Excerpt
-*-*-

Query question - clustered index internals

  • Hi all,

    I have a question I hope the community can help me with. I have a query that is running against a legacy system. I think I know what is happening internally, but am looking to confirm that. The query is the following:

    DECLARE @Stuff varchar(50)

    SELECT max(Date) AS CloseDate

    FROM TableName with (nolock)

    WHERE Product LIKE @Stuff + '%'

    The query is running against a fairly large table (250 million rows). When a user passes in a value for @Stuff that returns a date, the query runs subsecond. When a user passes in a value for @Stuff and there is no record to return for this particular value, it runs extremely slow. The clustered index (also the PK) is on the Date and Product fields (in that order). The execution plan indicates a clustered index scan for both runs.

    My therory as to why it runs fast when there is data is because since the clustered index is created on the date field first, it is able to return the first date it finds for the first Product returned by WHERE Product LIKE @Stuff + '%'. When there is no valid return for the value passed in by @Stuff, it has the scan the entire table only to return no data (and with 250 million records, this is why it runs very slow). Is this correct?

  • Sounds to me like parameter sniffing.

-*-*-

Task requirements
Quote the stretch of the forum thread from "Query question - clustered" through "TableName with (nolock)". The records after this point are separate material with no tie to the forum thread.

-*-*-

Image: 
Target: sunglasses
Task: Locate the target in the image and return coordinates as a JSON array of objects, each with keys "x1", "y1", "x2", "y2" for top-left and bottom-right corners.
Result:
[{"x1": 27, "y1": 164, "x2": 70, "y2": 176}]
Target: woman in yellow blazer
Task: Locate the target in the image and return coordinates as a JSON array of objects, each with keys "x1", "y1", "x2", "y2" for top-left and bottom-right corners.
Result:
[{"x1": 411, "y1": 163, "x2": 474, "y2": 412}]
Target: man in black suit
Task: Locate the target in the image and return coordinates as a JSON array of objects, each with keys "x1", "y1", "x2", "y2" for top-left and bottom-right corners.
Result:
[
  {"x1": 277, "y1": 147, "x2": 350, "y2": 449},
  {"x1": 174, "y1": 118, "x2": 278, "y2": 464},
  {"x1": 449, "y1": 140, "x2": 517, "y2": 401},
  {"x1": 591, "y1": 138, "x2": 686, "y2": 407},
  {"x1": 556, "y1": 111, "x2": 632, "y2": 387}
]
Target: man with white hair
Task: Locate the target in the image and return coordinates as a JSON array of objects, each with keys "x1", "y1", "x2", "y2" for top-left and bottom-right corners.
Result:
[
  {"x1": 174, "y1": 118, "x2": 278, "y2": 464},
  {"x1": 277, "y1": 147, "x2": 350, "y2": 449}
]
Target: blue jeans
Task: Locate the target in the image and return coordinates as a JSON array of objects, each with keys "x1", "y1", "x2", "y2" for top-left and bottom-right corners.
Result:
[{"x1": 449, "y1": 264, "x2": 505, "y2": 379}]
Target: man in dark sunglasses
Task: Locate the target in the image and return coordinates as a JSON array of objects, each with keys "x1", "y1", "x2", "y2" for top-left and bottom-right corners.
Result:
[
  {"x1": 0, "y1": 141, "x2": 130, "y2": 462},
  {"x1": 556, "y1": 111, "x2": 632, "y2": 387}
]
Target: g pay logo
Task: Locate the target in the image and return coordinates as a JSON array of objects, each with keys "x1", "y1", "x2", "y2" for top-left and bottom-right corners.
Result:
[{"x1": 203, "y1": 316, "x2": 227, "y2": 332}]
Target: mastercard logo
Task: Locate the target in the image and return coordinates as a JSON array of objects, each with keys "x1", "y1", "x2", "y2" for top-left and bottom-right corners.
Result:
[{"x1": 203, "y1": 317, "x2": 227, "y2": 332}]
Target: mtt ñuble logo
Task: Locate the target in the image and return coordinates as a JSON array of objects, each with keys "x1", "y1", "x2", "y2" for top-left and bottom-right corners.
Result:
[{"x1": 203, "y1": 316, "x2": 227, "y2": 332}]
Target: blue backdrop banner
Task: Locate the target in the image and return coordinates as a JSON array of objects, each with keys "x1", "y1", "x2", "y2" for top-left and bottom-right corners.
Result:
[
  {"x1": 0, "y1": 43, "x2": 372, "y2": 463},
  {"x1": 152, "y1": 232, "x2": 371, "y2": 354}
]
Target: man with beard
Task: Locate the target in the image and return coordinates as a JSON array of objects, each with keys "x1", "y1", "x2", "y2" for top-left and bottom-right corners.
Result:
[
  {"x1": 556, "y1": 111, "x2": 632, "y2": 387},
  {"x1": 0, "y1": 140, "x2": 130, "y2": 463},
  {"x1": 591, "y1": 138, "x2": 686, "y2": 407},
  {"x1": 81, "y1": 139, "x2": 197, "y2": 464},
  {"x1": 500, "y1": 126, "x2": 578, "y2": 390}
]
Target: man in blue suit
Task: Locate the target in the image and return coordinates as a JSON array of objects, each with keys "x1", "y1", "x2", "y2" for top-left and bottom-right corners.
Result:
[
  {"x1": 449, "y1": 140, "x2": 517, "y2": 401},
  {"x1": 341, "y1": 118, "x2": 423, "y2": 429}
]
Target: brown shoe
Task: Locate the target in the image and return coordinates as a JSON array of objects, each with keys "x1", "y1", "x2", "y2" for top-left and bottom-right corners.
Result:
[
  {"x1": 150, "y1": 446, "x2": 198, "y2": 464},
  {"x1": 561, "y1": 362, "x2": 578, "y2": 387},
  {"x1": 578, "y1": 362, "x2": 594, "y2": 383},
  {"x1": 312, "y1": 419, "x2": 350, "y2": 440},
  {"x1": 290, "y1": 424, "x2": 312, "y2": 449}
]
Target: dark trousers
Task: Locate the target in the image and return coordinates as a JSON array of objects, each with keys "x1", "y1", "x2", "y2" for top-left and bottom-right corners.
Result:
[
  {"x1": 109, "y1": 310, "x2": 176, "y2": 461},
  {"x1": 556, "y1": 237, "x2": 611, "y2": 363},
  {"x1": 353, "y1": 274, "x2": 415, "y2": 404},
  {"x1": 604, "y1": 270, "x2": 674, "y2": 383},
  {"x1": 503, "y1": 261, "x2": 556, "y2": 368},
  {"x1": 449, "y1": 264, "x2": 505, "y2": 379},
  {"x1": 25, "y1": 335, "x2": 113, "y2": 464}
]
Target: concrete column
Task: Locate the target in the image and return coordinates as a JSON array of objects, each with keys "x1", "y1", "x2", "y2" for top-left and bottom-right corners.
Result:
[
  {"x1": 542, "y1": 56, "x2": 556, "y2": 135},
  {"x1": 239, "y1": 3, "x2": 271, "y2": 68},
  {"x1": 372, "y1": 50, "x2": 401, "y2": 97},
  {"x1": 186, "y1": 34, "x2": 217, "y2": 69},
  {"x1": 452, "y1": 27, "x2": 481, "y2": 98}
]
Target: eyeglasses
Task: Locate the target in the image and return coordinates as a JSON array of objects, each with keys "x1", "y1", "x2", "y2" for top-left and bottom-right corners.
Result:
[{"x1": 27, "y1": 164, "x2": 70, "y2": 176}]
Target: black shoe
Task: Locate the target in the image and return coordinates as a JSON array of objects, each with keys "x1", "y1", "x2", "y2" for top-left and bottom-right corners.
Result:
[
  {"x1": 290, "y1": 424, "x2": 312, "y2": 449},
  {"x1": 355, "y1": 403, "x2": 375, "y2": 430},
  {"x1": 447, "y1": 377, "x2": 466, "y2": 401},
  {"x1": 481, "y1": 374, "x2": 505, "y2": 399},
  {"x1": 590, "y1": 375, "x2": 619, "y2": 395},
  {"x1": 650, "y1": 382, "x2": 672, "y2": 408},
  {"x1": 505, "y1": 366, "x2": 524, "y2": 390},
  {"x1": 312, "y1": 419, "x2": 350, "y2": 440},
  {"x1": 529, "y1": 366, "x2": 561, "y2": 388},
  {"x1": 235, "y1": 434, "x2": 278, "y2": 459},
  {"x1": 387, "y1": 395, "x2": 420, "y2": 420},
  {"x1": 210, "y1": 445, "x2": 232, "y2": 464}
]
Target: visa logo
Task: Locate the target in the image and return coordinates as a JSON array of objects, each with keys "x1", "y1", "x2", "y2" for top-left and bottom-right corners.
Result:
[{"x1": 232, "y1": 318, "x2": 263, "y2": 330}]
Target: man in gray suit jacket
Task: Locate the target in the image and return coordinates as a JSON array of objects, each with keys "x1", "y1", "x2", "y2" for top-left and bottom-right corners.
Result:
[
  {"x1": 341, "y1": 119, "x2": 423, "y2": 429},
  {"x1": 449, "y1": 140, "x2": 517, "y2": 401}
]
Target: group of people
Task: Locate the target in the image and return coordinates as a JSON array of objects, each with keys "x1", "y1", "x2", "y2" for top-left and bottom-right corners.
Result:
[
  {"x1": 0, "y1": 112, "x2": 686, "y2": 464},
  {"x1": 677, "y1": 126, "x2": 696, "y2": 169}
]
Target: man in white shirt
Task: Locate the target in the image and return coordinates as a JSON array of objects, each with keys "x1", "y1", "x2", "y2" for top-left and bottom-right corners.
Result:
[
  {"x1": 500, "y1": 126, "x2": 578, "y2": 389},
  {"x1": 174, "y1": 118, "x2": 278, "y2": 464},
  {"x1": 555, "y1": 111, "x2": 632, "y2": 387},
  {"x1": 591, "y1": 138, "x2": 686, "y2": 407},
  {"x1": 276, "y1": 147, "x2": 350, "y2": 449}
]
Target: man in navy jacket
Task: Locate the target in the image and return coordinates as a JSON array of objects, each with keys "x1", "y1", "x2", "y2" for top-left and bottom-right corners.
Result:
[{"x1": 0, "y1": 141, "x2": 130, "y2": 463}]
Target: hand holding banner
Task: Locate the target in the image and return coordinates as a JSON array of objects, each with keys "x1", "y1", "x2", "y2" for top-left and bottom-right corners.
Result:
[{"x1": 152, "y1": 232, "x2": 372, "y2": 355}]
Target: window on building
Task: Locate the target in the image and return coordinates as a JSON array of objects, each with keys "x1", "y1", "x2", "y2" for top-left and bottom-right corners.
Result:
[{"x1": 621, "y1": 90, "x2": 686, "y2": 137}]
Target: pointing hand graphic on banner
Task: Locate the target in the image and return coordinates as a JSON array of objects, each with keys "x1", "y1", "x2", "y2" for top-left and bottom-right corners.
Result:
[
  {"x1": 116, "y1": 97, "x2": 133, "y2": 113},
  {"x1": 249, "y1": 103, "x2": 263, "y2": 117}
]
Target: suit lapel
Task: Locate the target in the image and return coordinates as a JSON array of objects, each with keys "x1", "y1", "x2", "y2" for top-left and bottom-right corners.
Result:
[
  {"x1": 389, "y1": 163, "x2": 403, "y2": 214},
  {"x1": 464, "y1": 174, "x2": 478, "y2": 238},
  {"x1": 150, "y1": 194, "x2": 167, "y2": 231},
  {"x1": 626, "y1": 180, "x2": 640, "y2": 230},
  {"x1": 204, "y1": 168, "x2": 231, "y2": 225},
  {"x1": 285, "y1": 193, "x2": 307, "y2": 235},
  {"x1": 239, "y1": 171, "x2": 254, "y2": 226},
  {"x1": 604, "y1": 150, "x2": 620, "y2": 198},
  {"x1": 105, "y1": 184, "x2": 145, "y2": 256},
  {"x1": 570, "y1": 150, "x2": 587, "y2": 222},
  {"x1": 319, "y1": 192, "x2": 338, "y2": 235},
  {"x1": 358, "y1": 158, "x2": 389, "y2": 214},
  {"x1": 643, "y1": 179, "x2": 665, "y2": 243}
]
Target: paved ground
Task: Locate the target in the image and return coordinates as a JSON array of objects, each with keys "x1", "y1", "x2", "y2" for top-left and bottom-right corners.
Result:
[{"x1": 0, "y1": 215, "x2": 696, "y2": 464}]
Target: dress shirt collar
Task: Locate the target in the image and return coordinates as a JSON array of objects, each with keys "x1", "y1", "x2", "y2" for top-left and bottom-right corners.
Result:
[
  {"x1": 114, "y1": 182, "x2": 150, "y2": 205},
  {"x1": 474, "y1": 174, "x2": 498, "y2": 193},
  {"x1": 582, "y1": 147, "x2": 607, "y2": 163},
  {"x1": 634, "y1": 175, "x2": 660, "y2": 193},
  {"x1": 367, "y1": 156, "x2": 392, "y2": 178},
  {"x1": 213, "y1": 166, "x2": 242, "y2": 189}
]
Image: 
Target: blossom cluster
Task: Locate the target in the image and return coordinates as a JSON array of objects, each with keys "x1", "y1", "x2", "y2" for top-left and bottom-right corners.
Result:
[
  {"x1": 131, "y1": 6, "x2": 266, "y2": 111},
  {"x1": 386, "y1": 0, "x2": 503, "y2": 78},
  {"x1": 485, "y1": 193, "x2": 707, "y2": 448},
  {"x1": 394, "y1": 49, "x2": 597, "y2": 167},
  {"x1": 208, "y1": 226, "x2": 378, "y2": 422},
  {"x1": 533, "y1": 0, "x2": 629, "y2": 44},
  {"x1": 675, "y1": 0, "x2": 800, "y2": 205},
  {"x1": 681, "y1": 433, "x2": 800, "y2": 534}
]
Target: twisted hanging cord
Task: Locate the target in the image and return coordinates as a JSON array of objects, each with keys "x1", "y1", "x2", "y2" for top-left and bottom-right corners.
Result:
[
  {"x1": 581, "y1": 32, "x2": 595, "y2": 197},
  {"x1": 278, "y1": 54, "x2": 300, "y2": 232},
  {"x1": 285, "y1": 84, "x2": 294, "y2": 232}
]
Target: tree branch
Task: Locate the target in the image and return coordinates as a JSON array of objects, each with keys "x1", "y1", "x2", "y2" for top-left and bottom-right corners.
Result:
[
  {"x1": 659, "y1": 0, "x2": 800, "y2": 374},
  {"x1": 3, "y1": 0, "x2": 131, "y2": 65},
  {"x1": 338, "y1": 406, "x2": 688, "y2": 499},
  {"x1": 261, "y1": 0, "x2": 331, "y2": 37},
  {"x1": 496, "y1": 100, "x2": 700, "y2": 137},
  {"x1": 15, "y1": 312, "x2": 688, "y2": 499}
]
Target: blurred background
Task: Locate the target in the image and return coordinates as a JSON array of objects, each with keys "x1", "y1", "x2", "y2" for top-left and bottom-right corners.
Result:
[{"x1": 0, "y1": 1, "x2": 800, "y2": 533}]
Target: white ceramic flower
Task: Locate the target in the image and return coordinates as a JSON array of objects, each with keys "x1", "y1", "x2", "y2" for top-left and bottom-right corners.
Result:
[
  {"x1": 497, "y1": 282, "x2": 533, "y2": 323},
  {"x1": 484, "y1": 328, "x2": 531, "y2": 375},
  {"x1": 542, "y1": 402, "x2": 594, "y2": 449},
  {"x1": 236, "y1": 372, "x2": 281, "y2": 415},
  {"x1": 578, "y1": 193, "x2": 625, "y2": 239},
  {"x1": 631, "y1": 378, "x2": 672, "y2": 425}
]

-*-*-

Solution to this task
Query question - clustered index internals

  • Hi all,

    I have a question I hope the community can help me with. I have a query that is running against a legacy system. I think I know what is happening internally, but am looking to confirm that. The query is the following:

    DECLARE @Stuff varchar(50)

    SELECT max(Date) AS CloseDate

    FROM TableName with (nolock)